TASK BRIEF: Copy the hydrogen fuel article from "There is no doubt" to "a global scale.", replacing "climate change" with "global warming" wherever it appears.

PAGE EXCERPT:
--------------------------------
Is Hydrogen the Next Miracle Automotive Fuel?

 


Hydrogen vehicle 2

 

There is no doubt that the global climate is changing for the worse, and while the automotive manufacturing industry is not the biggest contributor to climate change, this industry and its roughly 1.4 billion products in use today have, and continue to have huge negative impacts on the global environment.

Therefore, the need to find and develop zero-emissions alternatives to fossil fuels has become a top priority for environmental protection agencies across the globe, but while several promising candidate fuels, including hydrogen, are currently being evaluated, we are a long way from having a zero-emission fuel available in commercially viable quantities on a global scale.

In this article, we will take a closer look at hydrogen as a possible replacement for fossil fuels both in terms of it works in automotive applications, and why it is not in use already given that hydrogen is the most abundant element on Earth. However, before we get to specifics, let us look at some key findings in a recent report published by the European Commission-

CO2 Emissions from Cars: The Facts

NOTE: While the findings contained in this report apply to the European automotive market, there is no reason to believe that these findings do not also apply to other markets, and especially to markets that do not require legally mandated periodic emissions testing of vehicles. Nonetheless, some of the report’s key findings are reproduced below-

Section 1: Transport is Europe’s biggest source of CO2, responsible for the emission of over a quarter of all greenhouse gases. Transport emissions have increased by a quarter since 1990 and are continuing to rise with 2017 oil consumption in the EU increasing at its fastest pace since 2001. (Italics and bolding added for emphasis)
--------------------------------
RECORD EXTRACTS:
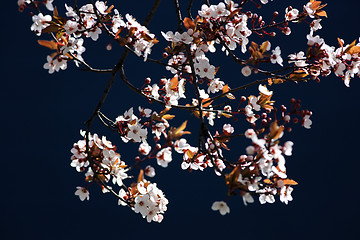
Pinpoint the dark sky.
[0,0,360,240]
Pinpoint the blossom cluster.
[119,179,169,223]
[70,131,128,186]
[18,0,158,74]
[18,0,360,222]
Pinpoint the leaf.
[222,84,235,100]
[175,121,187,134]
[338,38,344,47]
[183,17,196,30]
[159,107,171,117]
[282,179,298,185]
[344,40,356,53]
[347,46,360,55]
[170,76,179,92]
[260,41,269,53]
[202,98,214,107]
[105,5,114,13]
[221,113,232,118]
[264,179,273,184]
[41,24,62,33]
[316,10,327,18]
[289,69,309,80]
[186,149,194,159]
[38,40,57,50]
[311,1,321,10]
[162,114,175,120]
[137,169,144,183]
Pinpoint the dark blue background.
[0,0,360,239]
--------------------------------
REPLY:
There is no doubt that the global climate is changing for the worse, and while the automotive manufacturing industry is not the biggest contributor to global warming, this industry and its roughly 1.4 billion products in use today have, and continue to have huge negative impacts on the global environment.

Therefore, the need to find and develop zero-emissions alternatives to fossil fuels has become a top priority for environmental protection agencies across the globe, but while several promising candidate fuels, including hydrogen, are currently being evaluated, we are a long way from having a zero-emission fuel available in commercially viable quantities on a global scale.